[Start of section]
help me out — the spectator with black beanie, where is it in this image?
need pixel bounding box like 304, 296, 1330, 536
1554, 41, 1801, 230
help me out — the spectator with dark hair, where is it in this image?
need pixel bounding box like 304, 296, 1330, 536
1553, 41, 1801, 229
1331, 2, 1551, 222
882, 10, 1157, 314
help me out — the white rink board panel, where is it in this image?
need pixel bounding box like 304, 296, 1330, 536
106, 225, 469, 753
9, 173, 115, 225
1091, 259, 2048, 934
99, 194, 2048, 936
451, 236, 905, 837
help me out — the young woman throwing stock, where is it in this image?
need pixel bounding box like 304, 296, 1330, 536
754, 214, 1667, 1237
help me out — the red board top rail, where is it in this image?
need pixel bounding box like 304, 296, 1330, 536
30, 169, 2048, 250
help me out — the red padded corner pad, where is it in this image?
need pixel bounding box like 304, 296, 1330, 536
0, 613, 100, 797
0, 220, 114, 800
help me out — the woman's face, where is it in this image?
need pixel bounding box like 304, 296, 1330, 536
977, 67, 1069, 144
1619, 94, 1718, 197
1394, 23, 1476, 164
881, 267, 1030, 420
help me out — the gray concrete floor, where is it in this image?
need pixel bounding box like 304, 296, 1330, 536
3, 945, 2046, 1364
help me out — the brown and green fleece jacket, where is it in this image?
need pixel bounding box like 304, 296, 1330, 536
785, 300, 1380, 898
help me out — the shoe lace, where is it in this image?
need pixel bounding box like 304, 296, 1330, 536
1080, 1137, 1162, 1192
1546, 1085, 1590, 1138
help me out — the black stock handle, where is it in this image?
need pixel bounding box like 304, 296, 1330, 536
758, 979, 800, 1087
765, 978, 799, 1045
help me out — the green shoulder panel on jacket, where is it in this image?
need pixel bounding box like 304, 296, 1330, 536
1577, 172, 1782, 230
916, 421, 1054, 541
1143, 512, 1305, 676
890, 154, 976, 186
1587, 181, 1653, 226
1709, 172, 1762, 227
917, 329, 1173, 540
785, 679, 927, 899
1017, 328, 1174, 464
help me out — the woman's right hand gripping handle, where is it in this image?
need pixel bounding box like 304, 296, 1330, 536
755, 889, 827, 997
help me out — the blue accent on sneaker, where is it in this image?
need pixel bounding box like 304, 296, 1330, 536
[End of section]
• How to complete this task:
Throughout the records above, find the lines in which the word "spectator" appears and return them.

• Task answer:
help me out — the spectator with black beanie, where is it in this image?
help me out — the spectator with dark hair, where is it in this image?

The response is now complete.